— Quoted passage —
---------------
Four black men in a sedan were described by the 911 dispatcher. Joe* took the call and I was riding along.
Upon arrival, blue and red lights were already flashing. The cops were white and I was watching. When I got out of the cruiser, "Chaplain, get back in the car!" boomed through the night.
On calls, there is usually a cop who takes the lead: a cowboy or cowgirl. Other cops know, by training and instinct, to follow the leader.
My heart sank as the cowboy and his crew patted down, collected identification and handcuffed the four. Race pinned Christianity to the mat as concern for the four overwhelmed me.
A handcuffed black man was placed in the seat behind me.
"You're just going to sit there? You see the way they're treating us, officer. Say something to them! What kind of cop are you?"
"I couldn't see much. Tell me what happened."
He began to share a story that was nothing like what I imagined. There were women, silently watching from an apartment window, involved. He had a chronic condition and needed the medication in the bags being searched. He was from my hometown.
"Say more," was my involuntary response to Tony's* story. Empathy smothered me as he continued, in handcuffs, with a cage separating us.
I listened because that was all I could do. Interfering with police work is a no-no for chaplains, but police work is enhanced by chaplains. We ask questions that may normally go unconsidered; listen to frustrated citizens tell their sides of the story; tend to the people rendered invisible at crime scenes; show up in black skin to connect with black men.
Tony's friends had their own stories. One had an unregistered gun on his ankle, another under the seat: jail. Another had warrants in neighboring counties: jail. The third was released.
Tony and I watched in silence as Joe came back to the cruiser. Tony's name, story and record checked out: the cuffs came off. I had a flashlight and joined Joe's searches for the needed medication. The car had been aggressively searched and nothing was where it should have been.
Tony would be able to go to work in the morning but was advised to think about his affiliation with the women in the window.
On our way to the next call, Joe and I talked. We spoke of race pinning faith; of a cowboy protecting me from guns I couldn't see; of Jesus' innocence and wrongful death; of black men and white cops; of shady women and foolish men; of a broken criminal justice system.
We spoke of the Cross of Jesus and His invitation to daily pick up our crosses and follow as disciples.
Joe asked, "So, is the chaplaincy your cross?"
"Great question, Joe. Would you like to know more about the Cross?"
Joe's nod was permission for me to begin sharing the story of Jesus' life, work and gift of eternal life through death on the Cross. By faith in the power of God that raised Jesus from the dead, I believe the Lord can grow the seeds of truth planted in Joe's heart and mind that night.
He's still on the road and has more seniority now. Sometimes he's the cowboy and younger cops follow his lead. Our prayer is that they follow Joe's lead as Joe takes up his cross to follow Jesus.
---------------
From the ride-along account, pull out the passage between "On calls, there" and "four overwhelmed me.", inclusive, copied word for word.

— Records shown —
---------------
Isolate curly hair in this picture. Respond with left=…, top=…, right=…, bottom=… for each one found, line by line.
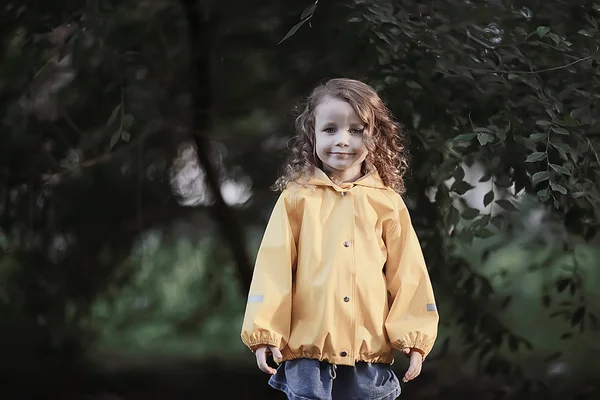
left=273, top=78, right=408, bottom=194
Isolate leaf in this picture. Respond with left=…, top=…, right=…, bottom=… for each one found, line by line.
left=535, top=25, right=550, bottom=38
left=108, top=129, right=121, bottom=150
left=560, top=333, right=573, bottom=340
left=556, top=279, right=571, bottom=293
left=551, top=126, right=569, bottom=135
left=277, top=18, right=310, bottom=46
left=531, top=171, right=549, bottom=185
left=494, top=175, right=512, bottom=188
left=542, top=294, right=551, bottom=308
left=528, top=133, right=548, bottom=142
left=550, top=181, right=567, bottom=194
left=121, top=131, right=131, bottom=143
left=452, top=164, right=465, bottom=181
left=508, top=336, right=519, bottom=352
left=461, top=208, right=479, bottom=220
left=496, top=199, right=517, bottom=211
left=548, top=33, right=560, bottom=44
left=452, top=133, right=477, bottom=142
left=448, top=207, right=460, bottom=225
left=406, top=81, right=423, bottom=90
left=550, top=142, right=571, bottom=154
left=548, top=163, right=571, bottom=175
left=571, top=306, right=585, bottom=326
left=483, top=190, right=494, bottom=207
left=106, top=103, right=122, bottom=126
left=537, top=188, right=550, bottom=201
left=477, top=133, right=495, bottom=146
left=477, top=132, right=495, bottom=146
left=300, top=0, right=319, bottom=19
left=450, top=181, right=473, bottom=196
left=479, top=174, right=492, bottom=182
left=525, top=151, right=546, bottom=162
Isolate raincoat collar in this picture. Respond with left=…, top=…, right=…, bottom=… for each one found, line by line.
left=307, top=165, right=385, bottom=190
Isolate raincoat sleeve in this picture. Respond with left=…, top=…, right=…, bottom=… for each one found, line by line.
left=385, top=202, right=439, bottom=358
left=241, top=190, right=300, bottom=351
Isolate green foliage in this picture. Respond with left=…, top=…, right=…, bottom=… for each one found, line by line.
left=90, top=232, right=244, bottom=357
left=0, top=0, right=600, bottom=397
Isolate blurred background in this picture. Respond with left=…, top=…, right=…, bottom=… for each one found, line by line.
left=0, top=0, right=600, bottom=400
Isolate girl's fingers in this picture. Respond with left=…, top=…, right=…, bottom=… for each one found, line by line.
left=270, top=346, right=283, bottom=358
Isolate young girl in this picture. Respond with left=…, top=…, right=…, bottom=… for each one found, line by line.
left=241, top=79, right=439, bottom=400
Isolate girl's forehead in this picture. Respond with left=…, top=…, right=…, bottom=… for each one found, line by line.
left=315, top=96, right=362, bottom=122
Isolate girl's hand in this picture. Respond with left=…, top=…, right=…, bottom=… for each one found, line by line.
left=402, top=348, right=423, bottom=382
left=255, top=344, right=281, bottom=375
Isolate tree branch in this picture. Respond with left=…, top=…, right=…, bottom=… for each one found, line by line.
left=181, top=0, right=252, bottom=293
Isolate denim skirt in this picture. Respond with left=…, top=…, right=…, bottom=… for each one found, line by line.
left=269, top=358, right=400, bottom=400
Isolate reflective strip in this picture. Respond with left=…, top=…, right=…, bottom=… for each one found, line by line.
left=248, top=294, right=265, bottom=303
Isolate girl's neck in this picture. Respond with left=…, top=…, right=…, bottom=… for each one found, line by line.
left=322, top=163, right=365, bottom=185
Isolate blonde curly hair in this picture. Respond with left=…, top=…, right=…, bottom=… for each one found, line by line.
---------------
— Exercise result —
On calls, there is usually a cop who takes the lead: a cowboy or cowgirl. Other cops know, by training and instinct, to follow the leader.
My heart sank as the cowboy and his crew patted down, collected identification and handcuffed the four. Race pinned Christianity to the mat as concern for the four overwhelmed me.